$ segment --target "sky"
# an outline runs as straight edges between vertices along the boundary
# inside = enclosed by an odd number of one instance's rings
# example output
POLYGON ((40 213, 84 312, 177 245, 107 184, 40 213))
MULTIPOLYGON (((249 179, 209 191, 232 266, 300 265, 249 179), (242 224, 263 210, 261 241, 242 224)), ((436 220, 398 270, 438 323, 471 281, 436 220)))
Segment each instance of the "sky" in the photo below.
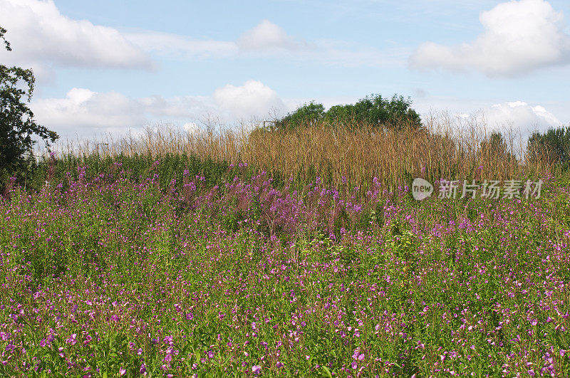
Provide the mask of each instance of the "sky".
POLYGON ((38 122, 68 137, 409 97, 426 118, 570 125, 567 0, 0 0, 38 122))

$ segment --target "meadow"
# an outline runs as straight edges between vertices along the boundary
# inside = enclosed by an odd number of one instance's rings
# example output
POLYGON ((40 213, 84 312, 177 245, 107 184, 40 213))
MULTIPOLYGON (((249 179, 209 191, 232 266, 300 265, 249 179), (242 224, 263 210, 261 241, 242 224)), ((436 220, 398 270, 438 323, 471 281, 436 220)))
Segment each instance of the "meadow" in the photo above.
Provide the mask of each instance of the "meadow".
POLYGON ((0 199, 0 375, 568 377, 567 175, 434 135, 46 158, 0 199), (418 201, 414 177, 544 182, 418 201))

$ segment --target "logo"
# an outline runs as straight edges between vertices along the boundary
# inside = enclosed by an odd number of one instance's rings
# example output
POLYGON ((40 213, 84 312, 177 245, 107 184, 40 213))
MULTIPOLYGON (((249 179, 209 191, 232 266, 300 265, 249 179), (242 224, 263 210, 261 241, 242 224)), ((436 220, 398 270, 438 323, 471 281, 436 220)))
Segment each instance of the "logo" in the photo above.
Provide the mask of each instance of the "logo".
POLYGON ((429 197, 433 193, 433 185, 423 179, 417 178, 412 183, 412 196, 416 201, 429 197))

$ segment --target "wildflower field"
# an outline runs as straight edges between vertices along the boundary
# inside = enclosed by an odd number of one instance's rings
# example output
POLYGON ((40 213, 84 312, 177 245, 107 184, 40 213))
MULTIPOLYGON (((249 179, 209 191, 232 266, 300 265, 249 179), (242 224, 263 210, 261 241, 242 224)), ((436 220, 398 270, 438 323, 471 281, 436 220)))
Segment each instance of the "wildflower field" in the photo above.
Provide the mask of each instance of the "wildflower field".
POLYGON ((165 164, 9 187, 1 376, 569 376, 567 184, 416 201, 165 164))

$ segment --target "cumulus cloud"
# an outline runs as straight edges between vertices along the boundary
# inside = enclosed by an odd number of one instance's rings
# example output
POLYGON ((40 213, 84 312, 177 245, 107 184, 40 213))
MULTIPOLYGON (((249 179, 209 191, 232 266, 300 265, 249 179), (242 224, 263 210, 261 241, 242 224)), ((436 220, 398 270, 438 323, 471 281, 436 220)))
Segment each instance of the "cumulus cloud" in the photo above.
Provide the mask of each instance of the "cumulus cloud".
POLYGON ((263 20, 259 25, 242 34, 237 40, 237 46, 244 51, 275 49, 295 51, 308 47, 308 43, 296 41, 275 23, 263 20))
POLYGON ((380 50, 329 39, 308 41, 293 37, 269 20, 263 20, 235 41, 200 40, 155 31, 132 32, 125 36, 146 51, 187 60, 276 56, 320 65, 379 67, 401 64, 410 53, 407 48, 380 50))
POLYGON ((248 80, 237 87, 228 84, 217 89, 214 101, 221 110, 238 118, 262 117, 272 109, 285 107, 274 90, 256 80, 248 80))
POLYGON ((120 93, 84 88, 73 88, 64 98, 36 100, 31 108, 38 122, 63 134, 136 127, 146 122, 138 102, 120 93))
POLYGON ((487 124, 492 130, 513 127, 523 137, 535 130, 546 131, 560 127, 556 117, 541 105, 532 106, 523 101, 495 104, 484 110, 487 124))
POLYGON ((239 86, 226 85, 209 97, 131 98, 115 92, 73 88, 65 98, 36 100, 31 105, 39 123, 68 136, 125 132, 156 122, 182 125, 197 132, 200 129, 197 120, 209 115, 219 115, 221 122, 232 124, 266 116, 272 110, 284 107, 274 90, 254 80, 239 86))
POLYGON ((139 47, 113 28, 62 15, 53 0, 0 0, 0 25, 12 52, 3 61, 39 65, 151 68, 139 47))
POLYGON ((484 31, 452 47, 428 42, 410 59, 416 68, 474 68, 489 76, 513 76, 570 63, 564 16, 546 0, 513 0, 480 16, 484 31))
POLYGON ((227 58, 239 50, 233 41, 199 40, 170 33, 141 31, 125 36, 147 51, 181 59, 227 58))

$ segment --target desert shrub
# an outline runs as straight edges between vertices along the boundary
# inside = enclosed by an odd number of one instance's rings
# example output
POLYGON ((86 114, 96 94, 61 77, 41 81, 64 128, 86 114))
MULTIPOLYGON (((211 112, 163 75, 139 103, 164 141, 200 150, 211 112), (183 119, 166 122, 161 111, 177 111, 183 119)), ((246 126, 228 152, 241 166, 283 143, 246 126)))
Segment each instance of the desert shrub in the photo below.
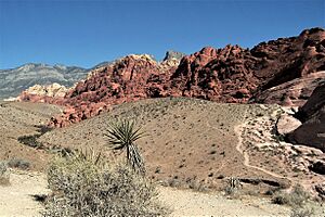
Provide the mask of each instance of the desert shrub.
POLYGON ((144 161, 135 144, 135 141, 144 136, 141 127, 135 127, 135 123, 129 119, 116 119, 115 123, 109 124, 105 136, 112 149, 126 150, 127 162, 134 171, 145 174, 144 161))
POLYGON ((314 215, 312 208, 292 208, 290 217, 311 217, 314 215))
POLYGON ((99 165, 80 155, 57 157, 48 170, 52 194, 43 216, 164 216, 157 190, 145 177, 118 164, 99 165))
POLYGON ((30 163, 22 158, 12 158, 8 162, 8 166, 11 168, 29 169, 30 163))
POLYGON ((0 184, 6 186, 9 184, 10 173, 8 170, 6 162, 0 162, 0 184))
POLYGON ((224 188, 225 195, 234 195, 242 188, 240 180, 235 177, 226 179, 226 186, 224 188))
POLYGON ((296 184, 294 187, 292 192, 277 192, 272 201, 275 204, 280 205, 291 205, 302 207, 303 204, 309 200, 310 195, 307 191, 304 191, 303 187, 300 184, 296 184))

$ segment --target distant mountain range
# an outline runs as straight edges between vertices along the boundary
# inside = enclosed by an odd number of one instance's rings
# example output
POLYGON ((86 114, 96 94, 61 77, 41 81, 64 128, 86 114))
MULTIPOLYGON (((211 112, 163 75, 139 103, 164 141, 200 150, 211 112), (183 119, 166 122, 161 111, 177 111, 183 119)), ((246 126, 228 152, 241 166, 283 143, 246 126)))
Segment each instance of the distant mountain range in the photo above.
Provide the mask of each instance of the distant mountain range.
MULTIPOLYGON (((164 61, 181 59, 184 55, 181 52, 167 51, 164 61)), ((28 63, 16 68, 0 69, 0 100, 17 97, 22 91, 35 85, 48 86, 56 82, 67 88, 73 87, 81 79, 86 79, 89 72, 115 62, 116 60, 105 61, 91 68, 28 63)))
POLYGON ((35 85, 70 87, 84 78, 89 69, 77 66, 28 63, 16 68, 0 69, 0 100, 18 95, 35 85))

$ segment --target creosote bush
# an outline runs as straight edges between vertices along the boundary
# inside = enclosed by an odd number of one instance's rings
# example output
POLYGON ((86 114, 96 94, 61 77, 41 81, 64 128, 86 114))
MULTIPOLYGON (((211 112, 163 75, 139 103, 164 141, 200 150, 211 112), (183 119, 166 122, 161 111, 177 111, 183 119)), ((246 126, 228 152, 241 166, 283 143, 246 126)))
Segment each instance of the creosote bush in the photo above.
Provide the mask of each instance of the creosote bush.
POLYGON ((0 186, 8 186, 10 183, 9 176, 6 162, 0 162, 0 186))
POLYGON ((52 194, 43 216, 165 216, 157 190, 125 164, 99 164, 99 157, 56 157, 48 170, 52 194))
POLYGON ((297 184, 294 187, 294 190, 290 193, 277 192, 273 196, 272 201, 273 203, 280 205, 286 204, 290 206, 302 207, 309 199, 310 199, 310 194, 304 191, 302 186, 297 184))

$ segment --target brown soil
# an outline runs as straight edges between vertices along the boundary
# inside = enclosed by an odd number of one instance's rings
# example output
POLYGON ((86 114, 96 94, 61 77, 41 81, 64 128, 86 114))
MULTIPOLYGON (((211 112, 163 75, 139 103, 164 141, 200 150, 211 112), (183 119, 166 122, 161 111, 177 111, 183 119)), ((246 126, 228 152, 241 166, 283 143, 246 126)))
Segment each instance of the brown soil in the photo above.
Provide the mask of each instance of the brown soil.
MULTIPOLYGON (((26 159, 30 162, 32 170, 43 170, 51 151, 57 148, 102 150, 112 157, 107 161, 123 157, 123 154, 109 151, 104 137, 108 123, 119 117, 135 119, 146 132, 147 136, 139 140, 138 144, 145 158, 148 176, 162 186, 178 187, 162 188, 160 194, 161 200, 169 202, 174 208, 176 216, 191 215, 188 212, 197 215, 235 216, 237 213, 232 212, 236 210, 233 207, 240 207, 247 214, 259 209, 256 215, 288 214, 288 209, 283 207, 275 208, 275 213, 272 213, 274 207, 265 205, 269 203, 265 196, 260 197, 260 203, 256 203, 258 199, 245 197, 243 194, 261 196, 266 190, 276 188, 270 183, 290 189, 290 186, 299 182, 311 191, 313 186, 324 182, 324 176, 308 169, 310 161, 324 158, 322 152, 278 141, 274 136, 276 118, 283 113, 277 105, 220 104, 182 98, 152 99, 121 104, 109 113, 67 128, 48 131, 36 138, 40 144, 37 148, 18 141, 22 136, 40 135, 40 126, 60 112, 61 108, 53 105, 0 103, 0 159, 26 159), (219 194, 213 195, 214 190, 224 190, 226 180, 231 177, 246 180, 240 190, 242 201, 224 201, 219 194), (258 180, 263 181, 256 183, 258 180), (205 194, 184 190, 188 188, 210 191, 205 194), (173 200, 181 197, 179 202, 173 200), (190 204, 193 209, 188 207, 190 204)), ((18 188, 20 180, 25 179, 28 177, 13 175, 12 186, 1 187, 0 191, 20 192, 20 189, 25 189, 32 193, 34 187, 40 184, 42 189, 46 188, 44 177, 41 178, 42 181, 31 180, 34 184, 29 184, 29 190, 23 181, 22 188, 18 188)), ((10 196, 4 200, 14 200, 10 196)), ((23 200, 24 196, 20 199, 23 200)), ((3 201, 0 204, 8 206, 3 201)), ((26 204, 29 206, 29 202, 26 204)), ((21 212, 24 214, 23 209, 21 212)))
POLYGON ((60 107, 48 104, 0 102, 0 161, 23 159, 31 169, 43 169, 49 154, 21 143, 18 138, 39 135, 41 126, 57 113, 60 107))

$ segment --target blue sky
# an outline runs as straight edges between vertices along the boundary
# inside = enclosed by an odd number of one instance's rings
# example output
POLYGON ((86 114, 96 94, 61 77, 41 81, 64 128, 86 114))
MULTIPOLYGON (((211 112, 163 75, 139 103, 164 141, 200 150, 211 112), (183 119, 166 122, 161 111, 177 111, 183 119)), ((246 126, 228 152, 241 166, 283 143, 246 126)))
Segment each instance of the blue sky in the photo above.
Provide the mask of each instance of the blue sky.
POLYGON ((325 0, 0 0, 0 68, 244 48, 325 26, 325 0))

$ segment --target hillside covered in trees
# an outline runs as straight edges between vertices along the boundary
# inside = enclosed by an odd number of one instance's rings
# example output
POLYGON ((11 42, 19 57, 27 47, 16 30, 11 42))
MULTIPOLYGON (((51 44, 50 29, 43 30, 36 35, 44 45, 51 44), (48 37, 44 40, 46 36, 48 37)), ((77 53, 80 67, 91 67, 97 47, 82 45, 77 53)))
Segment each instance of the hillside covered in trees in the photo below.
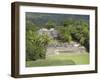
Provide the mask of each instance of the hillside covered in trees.
POLYGON ((55 29, 56 40, 62 43, 75 41, 89 52, 89 16, 26 12, 26 60, 45 59, 46 48, 54 39, 38 30, 55 29))

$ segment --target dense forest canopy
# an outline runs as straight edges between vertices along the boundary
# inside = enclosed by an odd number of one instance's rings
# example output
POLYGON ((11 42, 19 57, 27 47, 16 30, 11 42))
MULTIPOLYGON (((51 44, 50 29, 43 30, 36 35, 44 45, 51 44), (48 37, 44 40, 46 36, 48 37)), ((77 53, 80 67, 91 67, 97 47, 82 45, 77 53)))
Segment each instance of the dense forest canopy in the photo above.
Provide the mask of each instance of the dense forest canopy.
POLYGON ((26 60, 45 58, 48 35, 39 35, 41 28, 54 28, 59 32, 56 40, 76 41, 89 52, 89 15, 49 14, 26 12, 26 60))

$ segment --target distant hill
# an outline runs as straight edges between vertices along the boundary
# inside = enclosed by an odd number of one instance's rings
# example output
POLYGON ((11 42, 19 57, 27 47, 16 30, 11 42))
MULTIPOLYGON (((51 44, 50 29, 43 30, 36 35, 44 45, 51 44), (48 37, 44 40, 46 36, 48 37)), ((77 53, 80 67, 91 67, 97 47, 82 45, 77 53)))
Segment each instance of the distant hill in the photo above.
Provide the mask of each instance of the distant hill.
POLYGON ((29 21, 37 26, 43 26, 48 21, 53 21, 56 25, 62 26, 63 22, 67 19, 84 20, 89 24, 89 15, 26 12, 26 21, 29 21))

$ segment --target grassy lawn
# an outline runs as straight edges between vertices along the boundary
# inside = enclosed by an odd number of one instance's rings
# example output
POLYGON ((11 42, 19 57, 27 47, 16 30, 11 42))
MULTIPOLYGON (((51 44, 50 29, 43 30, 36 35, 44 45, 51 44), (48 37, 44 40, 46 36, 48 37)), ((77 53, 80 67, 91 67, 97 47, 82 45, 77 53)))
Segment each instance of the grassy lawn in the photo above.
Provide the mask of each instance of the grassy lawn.
POLYGON ((46 59, 27 61, 26 67, 89 64, 89 54, 67 53, 48 56, 46 59))

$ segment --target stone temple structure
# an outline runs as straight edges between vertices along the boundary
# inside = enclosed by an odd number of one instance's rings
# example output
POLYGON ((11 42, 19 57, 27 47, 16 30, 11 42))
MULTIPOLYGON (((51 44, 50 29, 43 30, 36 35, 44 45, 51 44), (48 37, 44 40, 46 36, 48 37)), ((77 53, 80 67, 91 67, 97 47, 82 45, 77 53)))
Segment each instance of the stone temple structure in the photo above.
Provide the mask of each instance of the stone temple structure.
MULTIPOLYGON (((58 32, 54 28, 46 29, 42 28, 38 30, 40 35, 47 34, 49 37, 56 39, 58 37, 58 32)), ((84 53, 86 51, 84 46, 81 46, 77 42, 72 43, 59 43, 55 42, 53 44, 48 45, 46 55, 59 55, 62 53, 84 53)))

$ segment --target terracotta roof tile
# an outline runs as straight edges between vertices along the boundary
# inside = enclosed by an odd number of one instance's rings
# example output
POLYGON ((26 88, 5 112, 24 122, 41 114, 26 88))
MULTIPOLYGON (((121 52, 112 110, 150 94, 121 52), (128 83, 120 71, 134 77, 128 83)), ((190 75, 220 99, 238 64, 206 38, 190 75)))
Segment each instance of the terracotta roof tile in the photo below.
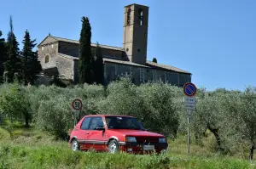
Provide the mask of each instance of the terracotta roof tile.
MULTIPOLYGON (((77 43, 79 44, 79 41, 77 40, 72 40, 72 39, 66 39, 66 38, 62 38, 62 37, 52 37, 50 36, 52 38, 55 39, 56 41, 62 41, 62 42, 72 42, 72 43, 77 43)), ((96 47, 96 43, 91 43, 92 47, 96 47)), ((99 44, 101 48, 108 48, 108 49, 112 49, 112 50, 119 50, 119 51, 124 51, 124 49, 122 48, 119 48, 119 47, 112 47, 112 46, 108 46, 108 45, 102 45, 99 44)))
POLYGON ((130 62, 130 61, 119 60, 119 59, 112 59, 103 58, 103 61, 104 62, 112 62, 112 63, 116 63, 116 64, 127 65, 134 65, 134 66, 138 66, 138 67, 150 68, 149 66, 147 66, 147 65, 136 64, 136 63, 130 62))
POLYGON ((181 70, 181 69, 177 68, 177 67, 173 67, 172 65, 165 65, 156 64, 156 63, 152 62, 152 61, 147 61, 147 65, 148 65, 150 67, 158 67, 158 68, 161 68, 161 69, 165 69, 165 70, 172 70, 172 71, 177 71, 177 72, 180 72, 180 73, 191 74, 189 71, 181 70))

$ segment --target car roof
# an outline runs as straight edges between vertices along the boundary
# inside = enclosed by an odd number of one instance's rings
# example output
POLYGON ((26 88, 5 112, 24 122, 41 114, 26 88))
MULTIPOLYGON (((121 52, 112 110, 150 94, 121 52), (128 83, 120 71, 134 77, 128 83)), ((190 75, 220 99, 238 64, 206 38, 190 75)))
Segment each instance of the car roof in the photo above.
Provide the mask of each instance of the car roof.
POLYGON ((90 117, 90 116, 124 116, 124 117, 134 117, 131 115, 84 115, 85 117, 90 117))

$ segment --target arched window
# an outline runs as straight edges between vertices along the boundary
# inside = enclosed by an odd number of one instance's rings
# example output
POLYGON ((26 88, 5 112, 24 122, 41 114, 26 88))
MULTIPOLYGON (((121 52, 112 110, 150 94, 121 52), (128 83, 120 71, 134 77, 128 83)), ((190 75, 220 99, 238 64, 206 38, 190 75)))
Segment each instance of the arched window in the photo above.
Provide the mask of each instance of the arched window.
POLYGON ((45 56, 45 59, 44 59, 45 64, 49 62, 49 55, 45 56))
POLYGON ((139 11, 138 11, 138 14, 139 14, 139 24, 140 24, 140 25, 143 25, 143 9, 139 9, 139 11))
POLYGON ((127 25, 130 25, 130 22, 131 22, 131 9, 129 8, 128 12, 127 12, 127 25))

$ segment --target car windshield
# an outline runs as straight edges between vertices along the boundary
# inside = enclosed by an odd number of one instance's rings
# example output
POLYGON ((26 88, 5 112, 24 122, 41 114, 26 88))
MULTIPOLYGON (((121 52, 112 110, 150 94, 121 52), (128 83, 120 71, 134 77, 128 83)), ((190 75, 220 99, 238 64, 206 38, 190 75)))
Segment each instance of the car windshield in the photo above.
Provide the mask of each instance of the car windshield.
POLYGON ((143 125, 134 117, 106 116, 105 119, 108 129, 144 130, 143 125))

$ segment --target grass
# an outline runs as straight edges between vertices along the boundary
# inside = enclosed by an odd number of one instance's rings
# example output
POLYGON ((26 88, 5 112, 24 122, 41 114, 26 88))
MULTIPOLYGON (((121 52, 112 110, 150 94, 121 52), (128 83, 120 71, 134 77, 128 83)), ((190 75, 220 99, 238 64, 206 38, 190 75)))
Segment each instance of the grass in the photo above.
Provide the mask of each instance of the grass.
POLYGON ((214 153, 211 137, 201 146, 191 141, 187 155, 186 136, 169 141, 170 149, 162 155, 111 155, 73 152, 67 143, 55 141, 48 134, 32 128, 15 128, 9 133, 0 128, 0 169, 5 168, 256 168, 255 161, 214 153))

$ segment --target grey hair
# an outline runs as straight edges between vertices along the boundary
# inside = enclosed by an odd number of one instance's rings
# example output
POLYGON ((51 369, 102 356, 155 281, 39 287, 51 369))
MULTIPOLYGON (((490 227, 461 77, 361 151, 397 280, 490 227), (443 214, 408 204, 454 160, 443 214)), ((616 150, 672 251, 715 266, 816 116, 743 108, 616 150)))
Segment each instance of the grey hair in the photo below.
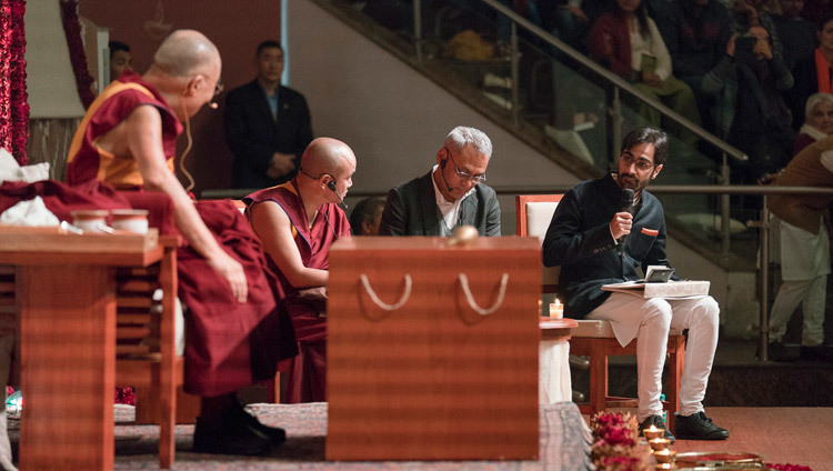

▶ [Short task]
Reproduce everything in the material from the line containing "--target car roof" down to the line containing "POLYGON ((90 117, 90", substituting "bus roof" for "car roof" and keeping the rest unchanged.

▶ [The answer]
$ segment --target bus roof
# an outline runs as straight edges between vertices along the boundary
# inside = enclosed by an odd number of one instance's rings
# example output
POLYGON ((26 88, 5 112, 24 122, 41 114, 26 88))
MULTIPOLYGON (((121 52, 112 110, 150 94, 121 52), (128 83, 120 71, 134 77, 128 83)), ((190 75, 220 99, 238 64, 206 38, 190 75)))
Segment each instance of the bus roof in the photo above.
Provide the mask of each instance of the bus roof.
POLYGON ((90 117, 90 116, 124 116, 124 117, 134 117, 131 115, 84 115, 85 117, 90 117))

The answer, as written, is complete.